• Work instructions:
- 1) Answer these questions using the text on Mouse and PEG:
(a) In what language are Mouse and the parsers it produces written?
(b) To whom can the idea of recursive-descent parsing be traced back?
(c) What separate component do parsers defined by PEG not require?
- 2) List every distinct bracketed reference citation in the text on Mouse and PEG.
- 3) Continue the text on Mouse and PEG from where it ends.

• Document:
Version 2.3
Parsing Expression Grammar (PEG), introduced by Ford in [1], is a way to define the syntax of a programming language. It encodes a recursive-descent parser for that language. Mouse is a tool to transcribe PEG into an executable parser. Both Mouse and the resulting parser are written in Java, which makes them operating-system independent. An integral feature of Mouse is the mechanism for specifying semantics (also in Java). You find an example below.
Recursive-descent parsers consist of procedures that correspond to syntax rules. The procedures call each other recursively, each being responsible for recognizing input strings defined by its rule. The syntax definition and its parser can be then viewed as the same thing, presented in two different ways. This design is very transparent and easy to modify when the language evolves. The idea can be traced back to Lucas [2], who suggested it for grammars that later became known as the Extended Backus-Naur Form (EBNF).
The problem is that procedures corresponding to certain types of syntax rules must decide which procedure to call next. It is easily solved for a class of languages that have the so-called LL(1) property: the decision can be made by looking at the next input symbol. Some syntax definitions can be transformed to satisfy this property. However, forcing the language into the LL(1) mold can make the grammar -- and the parser -- unreadable.
One can always use brute force: trial and error. It means trying the alternatives one after another and backtracking after a failure. But, an exhaustive search may require exponential time, so a possible option is limited backtracking: never return after a partial success. This approach has been used in actual parsers [4,5] and is described in [3, 6, 7, 8]. It has been eventually used by Ford [1] to create Parsing Expression Grammar (PEG).
A Web site devoted to PEG contains list of publications and a link to discussion forum.
Parsers defined by PEG do not require a separate "lexer" or "scanner". Together with lifting of the LL(1) restriction, this gives a very convenient tool when you need an ad-hoc parser for some application.
In its external appearance, PEG is very like an EBNF grammar.
But, the limited backtracking may result in some strings conforming to EBNF
being rejected by PEG.

• Data lines:
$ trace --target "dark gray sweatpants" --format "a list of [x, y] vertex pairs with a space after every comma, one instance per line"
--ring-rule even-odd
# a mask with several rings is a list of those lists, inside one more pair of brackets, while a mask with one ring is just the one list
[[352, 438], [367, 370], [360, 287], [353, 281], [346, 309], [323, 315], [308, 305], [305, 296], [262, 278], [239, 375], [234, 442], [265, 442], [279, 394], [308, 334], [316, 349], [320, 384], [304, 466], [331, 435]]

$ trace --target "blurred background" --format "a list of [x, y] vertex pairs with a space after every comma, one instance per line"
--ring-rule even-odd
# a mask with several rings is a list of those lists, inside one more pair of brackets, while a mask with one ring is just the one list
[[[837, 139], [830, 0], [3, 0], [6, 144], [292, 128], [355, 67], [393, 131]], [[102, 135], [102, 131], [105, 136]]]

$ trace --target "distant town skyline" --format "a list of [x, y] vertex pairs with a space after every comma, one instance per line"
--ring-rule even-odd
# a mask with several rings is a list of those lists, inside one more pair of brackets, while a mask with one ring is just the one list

• Responses to the tasks:
- 1)
(a) Java
(b) Lucas
(c) A separate "lexer" or "scanner"

- 2) [1], [2], [4,5], [3, 6, 7, 8]

- 3)
It is well-known that PEG
A = aaAaa/aa
accepts only a string of "a"s whose length is a power of 2,
while the same grammar viewed as EBNF accepts any string of even length.
If you do not want to exploit such effects, you would most likely
see your grammar as EBNF and expect the PEG parser to behave accordingly.
Indeed, for some grammars the limited backtracking
finds everything that would be found by full backtracking.
We say that such grammar is "PEG-complete".
A PEG parser for PEG-complete EBNF grammar accepts
exactly the language defined by that EBNF.
Some conditions for PEG-completness have been identified in [9,10]. The Mouse package includes a tool, the PEG Explorer, that assists you in checking whether your grammar is PEG-complete. It is described here.
It is difficult for the Explorer to automatically distinguish between identifiers and keywords defined in the traditional PEG manner. To facilitate this task, version 2.3 of Mouse introduces the "colon" operator that makes these constructs Explorer-friendly. You find it in Section 18 of the Manual.
Even the limited backtracking may require a lot of time. In [11] PEG was introduced together with a technique called packrat parsing. Packrat parsing handles backtracking by extensive memoization: storing all results of parsing procedures. It guarantees linear parsing time at a large memory cost. (The name "packrat" comes from pack rat - a small rodent Neotoma cinerea known for hoarding unnecessary items.)
Wikipedia lists a number of generators producing packrat parsers from PEG.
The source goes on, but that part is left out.